**Stated goal:** Rewrite the listing below in full, swapping each occurrence of "even-odd rule" for "nonzero winding rule" and leaving everything else unchanged.

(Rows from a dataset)
+---+

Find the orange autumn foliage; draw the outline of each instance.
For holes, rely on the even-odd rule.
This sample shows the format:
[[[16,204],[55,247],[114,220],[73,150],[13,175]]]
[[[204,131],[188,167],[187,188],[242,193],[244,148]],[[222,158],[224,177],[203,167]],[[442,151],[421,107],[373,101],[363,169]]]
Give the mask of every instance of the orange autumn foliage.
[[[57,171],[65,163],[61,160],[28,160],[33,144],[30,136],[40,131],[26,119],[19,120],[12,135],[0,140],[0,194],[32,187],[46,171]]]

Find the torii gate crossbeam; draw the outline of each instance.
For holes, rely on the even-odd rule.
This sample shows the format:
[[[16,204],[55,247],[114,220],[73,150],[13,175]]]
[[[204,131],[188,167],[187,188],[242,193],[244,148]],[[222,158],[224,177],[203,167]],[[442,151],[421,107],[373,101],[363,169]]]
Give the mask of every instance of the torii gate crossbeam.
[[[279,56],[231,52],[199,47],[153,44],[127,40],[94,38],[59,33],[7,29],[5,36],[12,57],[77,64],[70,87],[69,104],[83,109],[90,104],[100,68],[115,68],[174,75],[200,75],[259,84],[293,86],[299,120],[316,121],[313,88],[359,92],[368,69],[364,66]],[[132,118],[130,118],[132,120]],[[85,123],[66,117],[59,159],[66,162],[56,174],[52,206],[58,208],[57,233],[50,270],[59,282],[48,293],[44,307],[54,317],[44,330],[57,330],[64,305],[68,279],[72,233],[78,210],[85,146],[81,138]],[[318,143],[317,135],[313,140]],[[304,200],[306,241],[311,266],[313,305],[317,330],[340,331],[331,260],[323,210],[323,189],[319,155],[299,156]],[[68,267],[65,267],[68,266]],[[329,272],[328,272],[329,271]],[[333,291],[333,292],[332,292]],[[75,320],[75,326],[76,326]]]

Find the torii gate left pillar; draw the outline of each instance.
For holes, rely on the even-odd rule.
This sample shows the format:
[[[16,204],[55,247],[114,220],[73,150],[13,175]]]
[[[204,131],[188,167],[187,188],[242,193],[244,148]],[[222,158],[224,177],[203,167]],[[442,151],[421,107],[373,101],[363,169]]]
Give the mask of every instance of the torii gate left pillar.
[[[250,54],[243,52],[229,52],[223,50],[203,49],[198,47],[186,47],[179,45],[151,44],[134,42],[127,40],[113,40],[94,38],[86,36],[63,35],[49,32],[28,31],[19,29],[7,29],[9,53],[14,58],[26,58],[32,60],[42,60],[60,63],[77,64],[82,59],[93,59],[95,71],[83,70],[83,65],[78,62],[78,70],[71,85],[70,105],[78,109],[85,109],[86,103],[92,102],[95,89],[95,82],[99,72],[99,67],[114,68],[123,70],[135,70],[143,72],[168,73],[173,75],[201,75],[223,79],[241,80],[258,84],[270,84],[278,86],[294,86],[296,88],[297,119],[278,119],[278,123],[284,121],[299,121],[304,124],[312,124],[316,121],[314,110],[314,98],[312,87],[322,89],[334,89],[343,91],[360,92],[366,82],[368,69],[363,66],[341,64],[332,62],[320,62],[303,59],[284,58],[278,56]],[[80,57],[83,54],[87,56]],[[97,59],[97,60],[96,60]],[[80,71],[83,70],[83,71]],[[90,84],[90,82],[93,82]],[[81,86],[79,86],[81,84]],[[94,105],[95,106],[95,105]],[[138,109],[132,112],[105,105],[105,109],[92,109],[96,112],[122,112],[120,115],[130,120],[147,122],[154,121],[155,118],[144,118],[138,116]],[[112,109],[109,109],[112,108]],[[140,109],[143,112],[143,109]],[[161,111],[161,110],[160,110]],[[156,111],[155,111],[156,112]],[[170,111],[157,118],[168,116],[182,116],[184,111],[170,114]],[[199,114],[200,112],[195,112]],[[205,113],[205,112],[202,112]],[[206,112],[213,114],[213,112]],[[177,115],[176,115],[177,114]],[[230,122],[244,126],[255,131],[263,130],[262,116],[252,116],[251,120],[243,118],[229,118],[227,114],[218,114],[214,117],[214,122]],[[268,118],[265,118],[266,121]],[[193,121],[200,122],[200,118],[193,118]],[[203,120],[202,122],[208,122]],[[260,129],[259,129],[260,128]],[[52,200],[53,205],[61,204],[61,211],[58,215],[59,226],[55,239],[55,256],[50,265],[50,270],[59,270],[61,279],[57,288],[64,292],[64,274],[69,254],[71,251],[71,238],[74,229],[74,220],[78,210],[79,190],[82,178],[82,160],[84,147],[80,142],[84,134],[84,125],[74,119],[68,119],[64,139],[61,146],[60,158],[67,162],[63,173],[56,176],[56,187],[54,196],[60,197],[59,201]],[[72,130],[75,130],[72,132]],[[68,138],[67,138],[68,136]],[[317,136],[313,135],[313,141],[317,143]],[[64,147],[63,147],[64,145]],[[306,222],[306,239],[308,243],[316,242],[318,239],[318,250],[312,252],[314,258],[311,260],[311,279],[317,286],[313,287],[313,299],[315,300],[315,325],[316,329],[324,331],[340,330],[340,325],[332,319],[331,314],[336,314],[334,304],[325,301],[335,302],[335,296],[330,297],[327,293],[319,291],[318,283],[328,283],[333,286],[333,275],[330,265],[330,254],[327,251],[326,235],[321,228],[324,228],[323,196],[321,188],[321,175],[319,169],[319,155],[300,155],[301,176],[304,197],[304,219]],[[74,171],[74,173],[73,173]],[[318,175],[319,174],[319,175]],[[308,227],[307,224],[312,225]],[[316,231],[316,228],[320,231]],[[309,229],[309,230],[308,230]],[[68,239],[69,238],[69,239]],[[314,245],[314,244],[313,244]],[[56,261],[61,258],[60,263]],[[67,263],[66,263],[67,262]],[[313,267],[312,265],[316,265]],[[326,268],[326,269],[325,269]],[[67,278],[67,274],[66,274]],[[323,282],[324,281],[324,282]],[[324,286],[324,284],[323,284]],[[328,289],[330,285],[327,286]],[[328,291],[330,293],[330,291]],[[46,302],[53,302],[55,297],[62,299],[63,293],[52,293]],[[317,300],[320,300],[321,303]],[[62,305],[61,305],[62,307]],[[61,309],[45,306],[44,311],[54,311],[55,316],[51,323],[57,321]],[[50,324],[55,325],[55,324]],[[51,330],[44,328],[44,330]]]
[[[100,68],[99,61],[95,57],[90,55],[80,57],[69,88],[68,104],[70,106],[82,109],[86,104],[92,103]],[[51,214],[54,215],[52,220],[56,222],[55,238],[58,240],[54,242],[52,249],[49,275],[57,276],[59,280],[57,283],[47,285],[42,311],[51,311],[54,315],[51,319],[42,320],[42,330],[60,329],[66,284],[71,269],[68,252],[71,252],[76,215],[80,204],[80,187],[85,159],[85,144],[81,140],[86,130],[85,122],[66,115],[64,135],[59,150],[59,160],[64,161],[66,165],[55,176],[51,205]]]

+---+

**Task output:**
Find the orange autumn foliage; draw the outline of each instance.
For holes, rely on the nonzero winding rule.
This sample shows the format:
[[[16,204],[55,247],[114,220],[73,150],[13,175]]]
[[[204,131],[188,167],[187,188],[242,193],[244,148]],[[222,158],[224,177],[203,167]],[[442,151],[421,107],[373,101],[363,169]]]
Give the mask of every instance of the orange autumn foliage.
[[[57,171],[65,163],[61,160],[28,160],[33,144],[30,136],[40,131],[26,119],[19,120],[12,135],[0,140],[0,194],[32,187],[46,171]]]

Find the torii gate crossbeam; draw the outline of each instance.
For holes, rely on the nonzero winding rule.
This sample shows the format:
[[[16,204],[55,247],[114,220],[73,150],[13,175]]]
[[[204,131],[188,167],[187,188],[242,193],[244,148]],[[222,158],[224,177],[203,167]],[[442,151],[421,107],[373,101],[363,169]]]
Give the mask of every instance of the torii gate crossbeam.
[[[279,56],[231,52],[199,47],[153,44],[127,40],[94,38],[59,33],[7,29],[5,36],[12,57],[77,64],[70,87],[69,104],[83,109],[90,104],[100,68],[115,68],[174,75],[200,75],[259,84],[293,86],[299,120],[316,121],[313,88],[359,92],[368,69],[364,66]],[[132,118],[130,118],[132,120]],[[85,123],[66,117],[59,159],[66,162],[56,174],[52,206],[58,208],[57,233],[50,270],[59,282],[48,293],[44,307],[54,317],[44,330],[57,330],[64,305],[68,279],[72,233],[78,210],[85,146],[81,138]],[[318,143],[317,135],[313,140]],[[304,200],[306,241],[311,266],[313,305],[317,330],[340,331],[331,260],[323,210],[323,189],[319,155],[299,156]],[[68,267],[65,267],[68,266]],[[329,272],[328,272],[329,271]],[[333,291],[333,292],[332,292]],[[75,320],[75,326],[76,326]]]

Find the torii gate left pillar; draw the outline of each instance.
For holes, rely on the nonzero winding rule.
This sample shows the format:
[[[16,204],[55,247],[114,220],[73,150],[13,175]]]
[[[204,131],[188,167],[187,188],[242,193],[244,148]],[[222,158],[224,177],[203,167]],[[442,151],[421,107],[373,101],[363,169]]]
Give the mask of every instance of the torii gate left pillar.
[[[250,54],[243,52],[229,52],[223,50],[203,49],[198,47],[186,47],[179,45],[151,44],[134,42],[127,40],[113,40],[94,38],[86,36],[63,35],[49,32],[28,31],[19,29],[7,29],[9,53],[14,58],[26,58],[32,60],[42,60],[60,63],[77,64],[82,59],[93,59],[95,71],[83,70],[83,65],[78,62],[78,70],[71,85],[70,105],[78,109],[85,109],[86,103],[92,102],[95,89],[95,82],[99,72],[99,67],[114,68],[123,70],[135,70],[143,72],[168,73],[173,75],[201,75],[223,79],[241,80],[258,84],[270,84],[278,86],[294,86],[296,88],[297,119],[278,119],[278,123],[284,121],[299,121],[304,124],[312,124],[316,121],[314,110],[314,98],[312,87],[322,89],[334,89],[343,91],[360,92],[366,82],[368,69],[363,66],[341,64],[332,62],[320,62],[303,59],[284,58],[278,56]],[[80,57],[83,54],[87,56]],[[97,59],[97,60],[96,60]],[[80,71],[83,70],[83,71]],[[90,84],[90,82],[93,82]],[[81,86],[79,86],[81,84]],[[94,105],[95,106],[95,105]],[[138,109],[132,112],[105,105],[105,109],[92,109],[96,112],[122,112],[120,115],[130,120],[147,122],[154,121],[155,118],[144,118],[138,116]],[[112,109],[109,109],[112,108]],[[140,109],[143,112],[143,109]],[[161,111],[161,110],[160,110]],[[156,111],[155,111],[156,112]],[[170,111],[157,118],[168,116],[182,116],[184,111],[170,114]],[[199,114],[200,112],[195,112]],[[205,113],[205,112],[202,112]],[[206,112],[213,114],[213,112]],[[177,115],[176,115],[177,114]],[[230,122],[244,126],[255,131],[263,130],[262,116],[252,116],[251,120],[243,118],[229,118],[227,114],[218,114],[214,117],[214,122]],[[268,118],[265,118],[266,121]],[[193,121],[200,122],[200,118],[193,118]],[[203,120],[202,122],[208,122]],[[260,129],[259,129],[260,128]],[[52,200],[53,205],[61,204],[61,211],[58,215],[59,226],[55,239],[55,256],[50,265],[50,270],[59,270],[61,279],[57,288],[64,292],[64,274],[69,254],[71,251],[71,238],[74,229],[74,220],[78,210],[79,190],[82,178],[82,160],[84,147],[80,142],[84,134],[84,125],[74,119],[68,119],[64,139],[61,146],[60,158],[67,162],[63,173],[56,176],[56,187],[54,196],[60,197],[59,201]],[[72,130],[75,130],[72,132]],[[68,138],[67,138],[68,136]],[[317,136],[313,135],[313,141],[317,143]],[[64,147],[63,147],[64,145]],[[306,222],[306,239],[308,243],[316,242],[318,239],[318,250],[312,252],[314,258],[311,260],[311,279],[317,286],[313,287],[313,299],[315,300],[315,325],[316,329],[324,331],[340,330],[340,325],[332,319],[331,314],[336,314],[334,304],[325,301],[335,302],[335,296],[330,297],[327,293],[319,291],[318,283],[328,283],[333,286],[333,275],[330,265],[330,254],[327,251],[326,235],[321,228],[324,228],[323,196],[321,188],[321,175],[319,169],[319,155],[300,155],[301,176],[304,197],[304,219]],[[74,171],[74,173],[73,173]],[[318,175],[319,174],[319,175]],[[308,227],[307,224],[312,225]],[[316,231],[316,228],[320,231]],[[309,229],[309,230],[308,230]],[[68,239],[69,238],[69,239]],[[314,245],[314,244],[313,244]],[[56,261],[61,258],[60,263]],[[67,263],[66,263],[67,262]],[[313,267],[312,265],[316,265]],[[326,268],[326,269],[325,269]],[[67,278],[67,274],[66,274]],[[323,282],[324,281],[324,282]],[[324,286],[324,284],[323,284]],[[328,289],[330,285],[327,286]],[[328,291],[330,293],[330,291]],[[46,302],[53,302],[55,297],[62,299],[63,293],[52,293]],[[317,300],[320,300],[321,303]],[[62,305],[61,305],[62,307]],[[61,309],[45,306],[44,311],[54,311],[55,316],[51,323],[57,321]],[[50,324],[55,325],[55,324]],[[51,330],[44,328],[44,330]]]
[[[100,68],[99,61],[95,57],[90,55],[80,57],[69,88],[68,104],[70,106],[82,109],[86,104],[92,103]],[[51,214],[54,215],[52,220],[56,222],[55,238],[58,240],[54,242],[52,249],[49,275],[57,276],[59,280],[57,283],[47,285],[42,311],[51,311],[54,315],[51,319],[42,320],[42,330],[60,329],[66,284],[71,269],[68,252],[71,252],[76,215],[80,204],[80,187],[85,159],[85,144],[81,140],[86,130],[85,122],[66,115],[64,135],[59,150],[59,160],[64,161],[66,165],[55,176],[51,205]]]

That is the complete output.